- **Source passage**
■ ■ ■

Contra the implication, Abraham was not a role player at the OU, but rather the foremost figure in kashrus during that formative era. In truth, Abraham’s kashrus efforts dated back to at least 1918. For my great-grandfather, providing kosher food to the Jewish public and exposing fraudulent certifications was his life’s mission. While piecing together 1920s history is not a perfect science, we do know that circa 1923 Abraham was recruited to direct the OU’s nascent kashrus division. Thus he was involved well before 1935.
One small example of Abraham’s early and central involvement: a New York Times article from 1925 records that it was his complaint that resulted in the arrest of a meat merchant for violating New York’s kosher statute. Abraham is identified as “a member of the Executive Committee of the Union of Orthodox Jewish Congregations.”
Medoff’s article notes that the first national certification was of Heinz products, and credits Rabbi Herbert Goldstein (a friend of Abraham but not related), Herbert’s wife Rebecca and others with securing this account. It neglects to mention Abraham’s pivotal role.

■ ■ ■

- **Stored data**

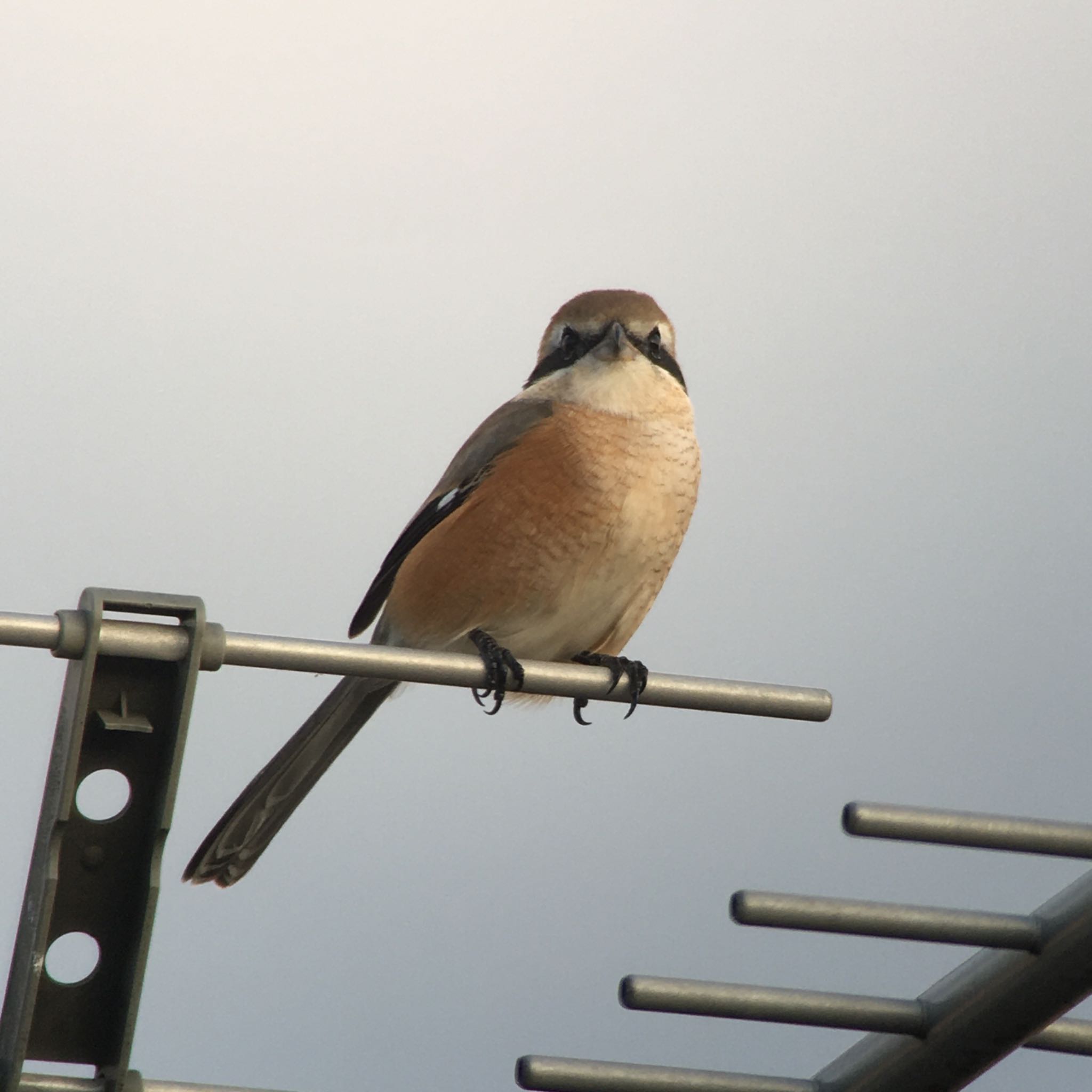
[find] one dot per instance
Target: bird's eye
(653, 343)
(571, 343)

■ ■ ■

- **Aim of the task**
Reproduce the text about Abraham's kashrus work between "One small example" and "Abraham’s pivotal role.", inclusive, switching every "article" to "report".

- **Result**
One small example of Abraham’s early and central involvement: a New York Times report from 1925 records that it was his complaint that resulted in the arrest of a meat merchant for violating New York’s kosher statute. Abraham is identified as “a member of the Executive Committee of the Union of Orthodox Jewish Congregations.”
Medoff’s report notes that the first national certification was of Heinz products, and credits Rabbi Herbert Goldstein (a friend of Abraham but not related), Herbert’s wife Rebecca and others with securing this account. It neglects to mention Abraham’s pivotal role.